▸ REQUIRED ACTION
An exact retyping of every record is required.

RECORD SET START

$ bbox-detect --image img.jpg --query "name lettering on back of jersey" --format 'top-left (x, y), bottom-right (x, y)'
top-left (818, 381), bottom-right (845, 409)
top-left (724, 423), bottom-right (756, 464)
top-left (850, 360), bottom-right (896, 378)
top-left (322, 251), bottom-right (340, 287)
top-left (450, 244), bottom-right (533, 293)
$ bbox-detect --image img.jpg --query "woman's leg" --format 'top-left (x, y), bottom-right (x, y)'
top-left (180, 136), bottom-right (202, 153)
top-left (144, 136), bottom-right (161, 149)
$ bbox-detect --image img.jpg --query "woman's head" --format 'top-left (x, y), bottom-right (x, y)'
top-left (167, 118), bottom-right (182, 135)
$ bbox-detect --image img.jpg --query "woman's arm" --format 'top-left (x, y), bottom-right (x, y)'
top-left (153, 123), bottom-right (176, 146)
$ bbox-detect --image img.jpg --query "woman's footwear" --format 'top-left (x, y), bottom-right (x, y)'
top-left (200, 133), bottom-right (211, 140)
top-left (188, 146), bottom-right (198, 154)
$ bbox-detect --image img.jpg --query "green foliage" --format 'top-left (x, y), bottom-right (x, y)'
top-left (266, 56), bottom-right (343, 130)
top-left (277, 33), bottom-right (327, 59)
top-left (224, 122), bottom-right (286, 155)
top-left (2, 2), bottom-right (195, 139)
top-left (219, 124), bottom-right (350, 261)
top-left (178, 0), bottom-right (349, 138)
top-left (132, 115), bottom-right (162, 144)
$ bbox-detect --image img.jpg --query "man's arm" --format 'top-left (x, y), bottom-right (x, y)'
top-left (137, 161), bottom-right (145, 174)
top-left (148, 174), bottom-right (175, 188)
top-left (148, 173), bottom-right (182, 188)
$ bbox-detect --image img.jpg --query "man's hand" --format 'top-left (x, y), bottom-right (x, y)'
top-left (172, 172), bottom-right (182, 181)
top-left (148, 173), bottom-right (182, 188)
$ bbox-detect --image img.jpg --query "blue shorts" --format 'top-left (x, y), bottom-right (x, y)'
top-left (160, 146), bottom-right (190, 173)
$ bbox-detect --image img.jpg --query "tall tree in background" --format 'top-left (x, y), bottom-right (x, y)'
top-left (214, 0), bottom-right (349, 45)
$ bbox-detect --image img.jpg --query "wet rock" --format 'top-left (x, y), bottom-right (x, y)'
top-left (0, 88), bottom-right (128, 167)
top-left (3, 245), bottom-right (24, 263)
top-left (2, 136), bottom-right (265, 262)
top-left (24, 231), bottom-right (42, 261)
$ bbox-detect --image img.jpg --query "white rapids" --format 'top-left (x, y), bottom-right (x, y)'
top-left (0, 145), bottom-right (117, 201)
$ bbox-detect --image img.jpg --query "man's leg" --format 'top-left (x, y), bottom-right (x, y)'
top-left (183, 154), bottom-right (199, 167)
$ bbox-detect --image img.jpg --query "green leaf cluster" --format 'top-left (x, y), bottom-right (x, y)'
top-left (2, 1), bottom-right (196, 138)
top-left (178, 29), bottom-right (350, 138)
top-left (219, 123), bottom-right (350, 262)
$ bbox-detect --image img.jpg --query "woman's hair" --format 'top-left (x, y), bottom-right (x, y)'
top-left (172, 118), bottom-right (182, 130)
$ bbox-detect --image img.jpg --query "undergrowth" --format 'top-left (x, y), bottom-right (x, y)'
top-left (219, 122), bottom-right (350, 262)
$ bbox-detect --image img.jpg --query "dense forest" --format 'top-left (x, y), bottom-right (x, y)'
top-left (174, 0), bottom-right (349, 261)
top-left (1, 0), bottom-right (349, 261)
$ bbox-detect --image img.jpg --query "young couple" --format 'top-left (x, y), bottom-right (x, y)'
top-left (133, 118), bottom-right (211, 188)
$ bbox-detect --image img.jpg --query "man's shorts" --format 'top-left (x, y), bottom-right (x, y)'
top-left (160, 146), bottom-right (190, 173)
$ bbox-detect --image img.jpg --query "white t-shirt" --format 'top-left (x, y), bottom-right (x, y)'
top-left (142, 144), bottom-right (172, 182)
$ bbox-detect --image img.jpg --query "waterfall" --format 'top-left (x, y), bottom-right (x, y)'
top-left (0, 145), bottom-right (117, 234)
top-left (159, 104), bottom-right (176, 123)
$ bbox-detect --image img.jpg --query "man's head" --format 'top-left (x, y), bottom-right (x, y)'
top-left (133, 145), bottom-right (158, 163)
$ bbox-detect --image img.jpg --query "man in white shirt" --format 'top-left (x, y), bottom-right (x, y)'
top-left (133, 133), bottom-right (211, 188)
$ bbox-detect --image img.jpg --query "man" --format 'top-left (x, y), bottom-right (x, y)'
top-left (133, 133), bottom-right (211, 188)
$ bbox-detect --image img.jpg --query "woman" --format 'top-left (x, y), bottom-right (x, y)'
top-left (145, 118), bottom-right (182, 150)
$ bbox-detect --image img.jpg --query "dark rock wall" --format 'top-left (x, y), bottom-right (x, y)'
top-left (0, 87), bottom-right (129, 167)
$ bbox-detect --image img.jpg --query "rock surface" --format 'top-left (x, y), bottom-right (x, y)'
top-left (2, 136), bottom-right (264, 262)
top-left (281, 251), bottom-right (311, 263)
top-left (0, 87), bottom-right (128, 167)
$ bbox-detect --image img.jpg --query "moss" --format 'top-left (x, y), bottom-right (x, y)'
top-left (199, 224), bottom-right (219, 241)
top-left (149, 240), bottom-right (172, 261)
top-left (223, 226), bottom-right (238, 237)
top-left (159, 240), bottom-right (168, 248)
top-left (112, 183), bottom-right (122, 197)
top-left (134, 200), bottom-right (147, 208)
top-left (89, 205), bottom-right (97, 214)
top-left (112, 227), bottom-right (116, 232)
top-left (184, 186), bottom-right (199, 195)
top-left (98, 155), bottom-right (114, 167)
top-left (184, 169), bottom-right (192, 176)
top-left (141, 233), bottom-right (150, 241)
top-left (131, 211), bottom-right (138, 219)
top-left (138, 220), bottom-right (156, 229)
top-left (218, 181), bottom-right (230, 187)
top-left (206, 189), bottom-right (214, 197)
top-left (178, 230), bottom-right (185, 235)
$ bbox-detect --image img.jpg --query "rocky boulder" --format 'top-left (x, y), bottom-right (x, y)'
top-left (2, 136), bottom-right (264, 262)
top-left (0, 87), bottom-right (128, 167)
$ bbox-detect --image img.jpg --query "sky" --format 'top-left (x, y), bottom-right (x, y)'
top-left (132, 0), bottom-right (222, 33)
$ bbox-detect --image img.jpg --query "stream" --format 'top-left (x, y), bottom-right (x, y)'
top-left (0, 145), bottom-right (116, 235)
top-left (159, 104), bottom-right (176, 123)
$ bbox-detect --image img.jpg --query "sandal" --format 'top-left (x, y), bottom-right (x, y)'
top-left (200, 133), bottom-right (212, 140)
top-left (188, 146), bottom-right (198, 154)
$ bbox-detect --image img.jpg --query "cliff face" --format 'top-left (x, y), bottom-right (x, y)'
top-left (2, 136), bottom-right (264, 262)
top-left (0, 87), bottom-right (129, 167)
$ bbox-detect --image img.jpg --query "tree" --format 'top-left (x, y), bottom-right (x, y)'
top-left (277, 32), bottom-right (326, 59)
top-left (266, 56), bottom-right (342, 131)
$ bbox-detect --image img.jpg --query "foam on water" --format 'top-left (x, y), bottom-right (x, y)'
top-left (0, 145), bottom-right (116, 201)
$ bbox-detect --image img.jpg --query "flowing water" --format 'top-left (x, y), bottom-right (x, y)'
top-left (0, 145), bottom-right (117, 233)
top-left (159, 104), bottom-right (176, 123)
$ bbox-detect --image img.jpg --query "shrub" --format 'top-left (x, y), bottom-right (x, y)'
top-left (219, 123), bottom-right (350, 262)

RECORD SET END

▸ EXPECTED ANSWER
$ bbox-detect --image img.jpg --query "name lettering on back of jersey" --format 'top-left (x, y), bottom-right (x, y)'
top-left (818, 381), bottom-right (845, 409)
top-left (724, 423), bottom-right (756, 464)
top-left (850, 360), bottom-right (896, 378)
top-left (322, 251), bottom-right (340, 287)
top-left (450, 244), bottom-right (533, 293)
$ bbox-detect --image img.jpg --query "woman's leg" --format 'top-left (x, y), bottom-right (x, y)'
top-left (180, 136), bottom-right (202, 153)
top-left (144, 136), bottom-right (161, 149)
$ bbox-detect --image img.jpg --query "woman's head" --format 'top-left (x, y), bottom-right (x, y)'
top-left (167, 118), bottom-right (182, 135)
$ bbox-detect --image img.jpg --query "woman's arm" --format 'top-left (x, y), bottom-right (x, y)'
top-left (153, 123), bottom-right (176, 146)
$ bbox-detect --image img.jpg --query "woman's footwear" --format 'top-left (x, y), bottom-right (x, y)'
top-left (200, 133), bottom-right (211, 140)
top-left (188, 146), bottom-right (198, 154)
$ bbox-detect --image img.jpg --query "green foliage" --format 'top-left (x, y), bottom-right (x, y)'
top-left (266, 56), bottom-right (343, 130)
top-left (277, 33), bottom-right (327, 59)
top-left (224, 122), bottom-right (286, 155)
top-left (2, 2), bottom-right (195, 139)
top-left (219, 124), bottom-right (350, 261)
top-left (178, 0), bottom-right (349, 138)
top-left (132, 115), bottom-right (162, 144)
$ bbox-detect --image img.jpg --query "man's arm" --format 'top-left (x, y), bottom-right (x, y)'
top-left (137, 161), bottom-right (145, 174)
top-left (148, 174), bottom-right (175, 188)
top-left (148, 173), bottom-right (182, 188)
$ bbox-detect --image img.jpg --query "man's hand" --format 'top-left (x, y), bottom-right (x, y)'
top-left (172, 172), bottom-right (182, 181)
top-left (148, 173), bottom-right (182, 188)
$ bbox-detect --image img.jpg --query "blue shorts" --format 'top-left (x, y), bottom-right (x, y)'
top-left (160, 146), bottom-right (190, 173)
$ bbox-detect --image img.jpg --query "tall tree in background" --format 'top-left (x, y), bottom-right (x, y)'
top-left (214, 0), bottom-right (349, 45)
$ bbox-detect --image img.jpg --query "wet rock" --format 'top-left (x, y), bottom-right (x, y)'
top-left (0, 88), bottom-right (128, 167)
top-left (3, 245), bottom-right (24, 263)
top-left (2, 136), bottom-right (265, 262)
top-left (24, 231), bottom-right (42, 261)
$ bbox-detect --image img.jpg --query "white rapids" --format 'top-left (x, y), bottom-right (x, y)'
top-left (0, 145), bottom-right (117, 201)
$ bbox-detect --image img.jpg --query "man's leg" --format 'top-left (x, y), bottom-right (x, y)'
top-left (183, 154), bottom-right (199, 167)
$ bbox-detect --image img.jpg --query "green leaf cluster" --format 'top-left (x, y), bottom-right (x, y)'
top-left (2, 1), bottom-right (196, 138)
top-left (178, 29), bottom-right (350, 138)
top-left (219, 123), bottom-right (350, 262)
$ bbox-detect --image img.jpg --query "woman's hair" --format 'top-left (x, y), bottom-right (x, y)'
top-left (172, 118), bottom-right (182, 130)
$ bbox-detect --image img.jpg --query "undergrowth" --format 'top-left (x, y), bottom-right (x, y)'
top-left (219, 122), bottom-right (350, 262)
$ bbox-detect --image img.jpg --query "dense forest" --format 'top-left (x, y), bottom-right (x, y)'
top-left (174, 0), bottom-right (349, 261)
top-left (1, 0), bottom-right (349, 261)
$ bbox-detect --image img.jpg --query "young couple" --format 'top-left (x, y), bottom-right (x, y)'
top-left (133, 118), bottom-right (211, 188)
$ bbox-detect --image img.jpg --query "man's shorts" --format 'top-left (x, y), bottom-right (x, y)'
top-left (160, 146), bottom-right (190, 173)
$ bbox-detect --image img.jpg --query "white t-shirt" --format 'top-left (x, y), bottom-right (x, y)'
top-left (142, 144), bottom-right (172, 182)
$ bbox-detect --image img.jpg --query "waterfall" --format 'top-left (x, y), bottom-right (x, y)'
top-left (0, 145), bottom-right (117, 234)
top-left (159, 104), bottom-right (176, 123)
$ bbox-detect --image img.jpg --query "man's head" --format 'top-left (x, y), bottom-right (x, y)'
top-left (133, 145), bottom-right (158, 163)
$ bbox-detect --image img.jpg --query "man in white shirt" --format 'top-left (x, y), bottom-right (x, y)'
top-left (133, 133), bottom-right (211, 188)
$ bbox-detect --image img.jpg --query "man" --format 'top-left (x, y), bottom-right (x, y)'
top-left (133, 133), bottom-right (211, 188)
$ bbox-detect --image img.jpg --query "woman" --format 'top-left (x, y), bottom-right (x, y)'
top-left (145, 118), bottom-right (182, 150)
$ bbox-detect --image img.jpg --query "dark rock wall" --format 'top-left (x, y), bottom-right (x, y)'
top-left (0, 87), bottom-right (129, 167)
$ bbox-detect --image img.jpg --query "rock surface" --format 'top-left (x, y), bottom-right (x, y)'
top-left (2, 136), bottom-right (264, 262)
top-left (281, 251), bottom-right (311, 263)
top-left (0, 87), bottom-right (128, 167)
$ bbox-detect --image img.jpg --query "moss" --format 'top-left (x, y), bottom-right (x, y)'
top-left (199, 224), bottom-right (219, 241)
top-left (149, 240), bottom-right (172, 261)
top-left (223, 226), bottom-right (238, 237)
top-left (159, 240), bottom-right (168, 248)
top-left (112, 183), bottom-right (122, 197)
top-left (134, 200), bottom-right (147, 208)
top-left (89, 205), bottom-right (97, 214)
top-left (112, 227), bottom-right (116, 232)
top-left (184, 186), bottom-right (199, 195)
top-left (98, 155), bottom-right (114, 167)
top-left (184, 169), bottom-right (192, 176)
top-left (141, 233), bottom-right (150, 241)
top-left (131, 211), bottom-right (138, 219)
top-left (138, 220), bottom-right (156, 229)
top-left (218, 181), bottom-right (230, 187)
top-left (206, 189), bottom-right (214, 197)
top-left (178, 230), bottom-right (185, 235)
$ bbox-detect --image img.jpg --query "rocky boulder" --format 'top-left (x, y), bottom-right (x, y)'
top-left (2, 136), bottom-right (264, 262)
top-left (0, 87), bottom-right (128, 167)
$ bbox-detect --image img.jpg --query "sky" --format 'top-left (x, y), bottom-right (x, y)'
top-left (132, 0), bottom-right (222, 33)
$ bbox-detect --image img.jpg --query "stream" --format 'top-left (x, y), bottom-right (x, y)'
top-left (0, 145), bottom-right (116, 235)
top-left (159, 104), bottom-right (176, 123)
$ bbox-detect --image img.jpg --query "sandal" --format 'top-left (x, y), bottom-right (x, y)'
top-left (200, 133), bottom-right (212, 140)
top-left (188, 146), bottom-right (198, 154)
$ bbox-detect --image img.jpg --query "cliff face" --format 'top-left (x, y), bottom-right (x, y)'
top-left (2, 136), bottom-right (264, 262)
top-left (0, 87), bottom-right (129, 167)
$ bbox-detect --image img.jpg --query "tree" --format 'top-left (x, y), bottom-right (x, y)'
top-left (277, 32), bottom-right (326, 59)
top-left (266, 56), bottom-right (342, 131)
$ bbox-detect --image img.jpg --query "foam on water" --format 'top-left (x, y), bottom-right (x, y)'
top-left (0, 145), bottom-right (116, 201)
$ bbox-detect --image img.jpg --query "flowing water" --format 'top-left (x, y), bottom-right (x, y)'
top-left (0, 145), bottom-right (117, 233)
top-left (159, 104), bottom-right (176, 123)
$ bbox-detect --image img.jpg --query "shrub" --format 'top-left (x, y), bottom-right (x, y)'
top-left (219, 123), bottom-right (350, 262)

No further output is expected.